Copy each line of the listing below where the word "face" turns up.

******

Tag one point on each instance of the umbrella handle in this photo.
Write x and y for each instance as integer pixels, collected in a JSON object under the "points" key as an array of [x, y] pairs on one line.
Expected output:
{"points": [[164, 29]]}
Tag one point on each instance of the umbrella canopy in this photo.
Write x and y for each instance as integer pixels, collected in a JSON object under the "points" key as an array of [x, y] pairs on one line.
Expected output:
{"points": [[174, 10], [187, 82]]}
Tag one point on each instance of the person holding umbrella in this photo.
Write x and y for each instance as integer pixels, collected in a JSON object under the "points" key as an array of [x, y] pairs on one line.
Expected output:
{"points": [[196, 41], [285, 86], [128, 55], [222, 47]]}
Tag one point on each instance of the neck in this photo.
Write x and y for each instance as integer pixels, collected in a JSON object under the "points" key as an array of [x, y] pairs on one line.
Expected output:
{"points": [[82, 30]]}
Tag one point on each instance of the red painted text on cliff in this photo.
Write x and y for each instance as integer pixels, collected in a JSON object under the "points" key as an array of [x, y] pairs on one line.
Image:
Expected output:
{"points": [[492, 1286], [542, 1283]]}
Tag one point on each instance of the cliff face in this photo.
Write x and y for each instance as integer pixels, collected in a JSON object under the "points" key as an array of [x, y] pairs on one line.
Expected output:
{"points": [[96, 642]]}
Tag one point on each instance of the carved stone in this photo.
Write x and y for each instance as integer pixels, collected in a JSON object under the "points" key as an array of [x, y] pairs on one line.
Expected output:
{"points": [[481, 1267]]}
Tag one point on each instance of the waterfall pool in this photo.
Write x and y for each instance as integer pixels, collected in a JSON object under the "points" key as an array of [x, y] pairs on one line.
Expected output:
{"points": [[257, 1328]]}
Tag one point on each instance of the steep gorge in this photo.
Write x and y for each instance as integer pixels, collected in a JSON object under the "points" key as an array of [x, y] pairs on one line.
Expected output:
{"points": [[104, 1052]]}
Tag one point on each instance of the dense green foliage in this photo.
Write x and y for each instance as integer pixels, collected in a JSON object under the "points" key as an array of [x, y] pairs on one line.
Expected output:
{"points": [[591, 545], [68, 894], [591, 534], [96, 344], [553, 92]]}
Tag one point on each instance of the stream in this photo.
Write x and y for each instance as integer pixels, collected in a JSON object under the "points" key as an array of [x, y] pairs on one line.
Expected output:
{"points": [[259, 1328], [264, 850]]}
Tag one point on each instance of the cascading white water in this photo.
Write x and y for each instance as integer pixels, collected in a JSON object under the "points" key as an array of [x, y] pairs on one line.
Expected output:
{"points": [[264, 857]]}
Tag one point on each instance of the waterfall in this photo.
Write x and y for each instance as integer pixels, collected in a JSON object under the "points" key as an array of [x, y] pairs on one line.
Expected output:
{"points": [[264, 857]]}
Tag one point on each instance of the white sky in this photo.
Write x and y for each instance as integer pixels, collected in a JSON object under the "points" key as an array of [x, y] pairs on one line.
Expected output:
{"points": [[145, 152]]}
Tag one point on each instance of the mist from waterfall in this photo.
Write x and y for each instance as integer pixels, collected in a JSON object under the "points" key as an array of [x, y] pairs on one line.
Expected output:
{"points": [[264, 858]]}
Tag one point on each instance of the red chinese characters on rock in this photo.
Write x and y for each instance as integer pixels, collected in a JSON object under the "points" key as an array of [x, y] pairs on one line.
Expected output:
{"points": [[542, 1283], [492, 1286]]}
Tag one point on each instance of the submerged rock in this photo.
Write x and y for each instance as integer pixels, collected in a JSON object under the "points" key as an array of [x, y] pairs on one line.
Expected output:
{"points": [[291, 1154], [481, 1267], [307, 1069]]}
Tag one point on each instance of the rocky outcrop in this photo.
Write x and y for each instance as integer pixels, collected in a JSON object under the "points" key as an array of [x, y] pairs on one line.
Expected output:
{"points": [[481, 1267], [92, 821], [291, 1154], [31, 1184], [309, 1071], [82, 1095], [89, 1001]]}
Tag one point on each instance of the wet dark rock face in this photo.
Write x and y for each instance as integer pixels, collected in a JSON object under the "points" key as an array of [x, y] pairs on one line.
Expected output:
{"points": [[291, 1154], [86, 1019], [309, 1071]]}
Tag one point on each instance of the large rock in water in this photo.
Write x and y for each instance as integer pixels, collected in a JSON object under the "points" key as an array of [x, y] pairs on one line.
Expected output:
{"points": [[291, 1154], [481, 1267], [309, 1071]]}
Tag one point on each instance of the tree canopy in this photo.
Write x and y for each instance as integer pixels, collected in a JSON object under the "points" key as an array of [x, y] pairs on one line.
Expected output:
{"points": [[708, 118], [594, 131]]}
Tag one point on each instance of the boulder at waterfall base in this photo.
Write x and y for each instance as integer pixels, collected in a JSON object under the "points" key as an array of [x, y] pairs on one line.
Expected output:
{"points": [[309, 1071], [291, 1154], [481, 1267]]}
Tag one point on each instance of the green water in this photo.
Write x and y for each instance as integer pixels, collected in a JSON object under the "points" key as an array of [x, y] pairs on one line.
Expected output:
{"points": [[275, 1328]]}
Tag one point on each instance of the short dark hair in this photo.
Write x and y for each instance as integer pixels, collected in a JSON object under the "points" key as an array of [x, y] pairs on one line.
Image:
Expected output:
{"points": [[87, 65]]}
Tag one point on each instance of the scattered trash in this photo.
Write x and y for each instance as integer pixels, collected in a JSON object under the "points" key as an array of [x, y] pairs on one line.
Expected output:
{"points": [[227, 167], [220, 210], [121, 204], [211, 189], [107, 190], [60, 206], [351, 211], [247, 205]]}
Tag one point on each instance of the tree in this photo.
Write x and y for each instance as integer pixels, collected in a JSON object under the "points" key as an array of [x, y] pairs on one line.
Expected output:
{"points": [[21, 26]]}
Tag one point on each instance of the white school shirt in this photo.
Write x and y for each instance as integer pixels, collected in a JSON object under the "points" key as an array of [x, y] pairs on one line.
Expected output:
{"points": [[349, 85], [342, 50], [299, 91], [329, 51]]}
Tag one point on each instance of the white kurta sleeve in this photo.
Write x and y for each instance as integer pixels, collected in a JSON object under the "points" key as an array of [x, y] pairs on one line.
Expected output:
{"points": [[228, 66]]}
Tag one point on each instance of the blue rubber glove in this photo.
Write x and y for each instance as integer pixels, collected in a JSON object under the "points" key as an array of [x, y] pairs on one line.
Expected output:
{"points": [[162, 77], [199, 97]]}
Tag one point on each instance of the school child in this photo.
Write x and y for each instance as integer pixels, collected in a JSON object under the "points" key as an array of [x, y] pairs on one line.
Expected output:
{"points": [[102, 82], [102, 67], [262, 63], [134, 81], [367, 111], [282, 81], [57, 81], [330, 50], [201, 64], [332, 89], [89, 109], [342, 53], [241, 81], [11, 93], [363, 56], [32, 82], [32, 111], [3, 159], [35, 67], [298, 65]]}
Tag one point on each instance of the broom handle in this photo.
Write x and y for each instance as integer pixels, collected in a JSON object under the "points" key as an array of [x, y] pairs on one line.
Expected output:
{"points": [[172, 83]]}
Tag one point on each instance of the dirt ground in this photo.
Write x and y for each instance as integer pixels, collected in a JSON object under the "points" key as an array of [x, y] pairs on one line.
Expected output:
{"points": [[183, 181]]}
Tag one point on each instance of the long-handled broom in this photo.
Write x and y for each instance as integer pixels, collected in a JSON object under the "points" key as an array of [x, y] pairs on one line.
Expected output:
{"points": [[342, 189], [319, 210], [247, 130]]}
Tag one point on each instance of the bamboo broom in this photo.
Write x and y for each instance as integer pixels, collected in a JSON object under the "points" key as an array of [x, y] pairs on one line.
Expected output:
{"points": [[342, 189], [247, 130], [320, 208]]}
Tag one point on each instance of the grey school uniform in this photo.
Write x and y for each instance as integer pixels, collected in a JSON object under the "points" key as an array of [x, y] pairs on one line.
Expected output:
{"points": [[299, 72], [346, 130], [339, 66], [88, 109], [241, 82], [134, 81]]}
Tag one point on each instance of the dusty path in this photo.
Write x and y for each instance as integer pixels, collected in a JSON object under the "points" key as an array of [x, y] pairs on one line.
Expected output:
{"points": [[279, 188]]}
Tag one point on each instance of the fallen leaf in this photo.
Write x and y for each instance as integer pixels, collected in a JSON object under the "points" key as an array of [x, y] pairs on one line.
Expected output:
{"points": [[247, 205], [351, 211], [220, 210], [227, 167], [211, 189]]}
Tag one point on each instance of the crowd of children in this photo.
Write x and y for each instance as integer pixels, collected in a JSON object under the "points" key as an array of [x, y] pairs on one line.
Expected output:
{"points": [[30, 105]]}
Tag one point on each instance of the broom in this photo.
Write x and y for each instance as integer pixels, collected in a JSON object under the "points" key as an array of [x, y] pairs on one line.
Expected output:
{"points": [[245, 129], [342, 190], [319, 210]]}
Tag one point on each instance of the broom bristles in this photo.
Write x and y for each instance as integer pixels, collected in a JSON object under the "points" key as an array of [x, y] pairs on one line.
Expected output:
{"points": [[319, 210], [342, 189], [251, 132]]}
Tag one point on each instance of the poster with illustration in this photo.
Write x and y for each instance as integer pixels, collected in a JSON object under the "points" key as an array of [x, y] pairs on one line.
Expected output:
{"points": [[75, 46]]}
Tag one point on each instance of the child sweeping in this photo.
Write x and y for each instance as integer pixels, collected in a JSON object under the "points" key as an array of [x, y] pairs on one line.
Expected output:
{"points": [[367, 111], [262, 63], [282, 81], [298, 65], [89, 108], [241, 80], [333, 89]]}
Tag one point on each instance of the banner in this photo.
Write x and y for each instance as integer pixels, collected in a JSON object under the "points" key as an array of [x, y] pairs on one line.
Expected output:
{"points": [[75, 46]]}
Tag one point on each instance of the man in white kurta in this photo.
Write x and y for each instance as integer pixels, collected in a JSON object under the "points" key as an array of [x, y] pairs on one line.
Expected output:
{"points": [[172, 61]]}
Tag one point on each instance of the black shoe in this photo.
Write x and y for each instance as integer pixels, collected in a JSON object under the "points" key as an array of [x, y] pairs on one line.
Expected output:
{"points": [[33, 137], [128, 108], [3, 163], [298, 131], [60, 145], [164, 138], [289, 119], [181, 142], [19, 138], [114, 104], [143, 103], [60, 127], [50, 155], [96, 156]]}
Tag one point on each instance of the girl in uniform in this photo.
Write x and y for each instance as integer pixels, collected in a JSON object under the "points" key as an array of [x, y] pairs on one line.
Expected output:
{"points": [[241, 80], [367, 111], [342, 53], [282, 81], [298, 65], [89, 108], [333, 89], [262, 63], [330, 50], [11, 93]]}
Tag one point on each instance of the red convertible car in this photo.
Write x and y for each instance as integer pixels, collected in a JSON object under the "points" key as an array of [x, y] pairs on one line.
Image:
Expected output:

******

## ANSWER AREA
Tag one point on each instance of the cliff face in this photo.
Tag one point on each instance of the wet dark rock face in this photo.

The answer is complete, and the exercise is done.